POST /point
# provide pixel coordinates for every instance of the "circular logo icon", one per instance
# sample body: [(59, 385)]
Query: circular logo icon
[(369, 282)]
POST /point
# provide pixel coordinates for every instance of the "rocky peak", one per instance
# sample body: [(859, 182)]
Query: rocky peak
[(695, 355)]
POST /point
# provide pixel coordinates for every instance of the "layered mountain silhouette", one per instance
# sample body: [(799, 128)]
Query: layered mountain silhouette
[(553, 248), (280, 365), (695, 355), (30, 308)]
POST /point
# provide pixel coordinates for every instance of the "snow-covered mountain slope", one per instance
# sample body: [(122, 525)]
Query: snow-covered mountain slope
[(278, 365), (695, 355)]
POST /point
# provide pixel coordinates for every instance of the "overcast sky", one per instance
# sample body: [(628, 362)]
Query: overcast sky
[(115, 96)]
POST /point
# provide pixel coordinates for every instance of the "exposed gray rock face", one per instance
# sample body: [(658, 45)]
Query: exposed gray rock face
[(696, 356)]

[AIM OF THE TASK] Copy here each line of the preceding records with "provide" in it.

[COMPLETED TASK]
# provide pixel coordinates for every instance of the "circular logo icon", one per instance
# provide pixel coordinates for every instance of the "rocky peak", one per instance
# provide pixel coordinates for every instance of the "layered mountain silhouette", one per instance
# provide pixel coordinates for every instance of the "snow-covered mountain slope", one per instance
# provide pixel coordinates for every instance of the "overcast sky", one per instance
# provide pixel coordinates for every instance of the "exposed gray rock face", one per instance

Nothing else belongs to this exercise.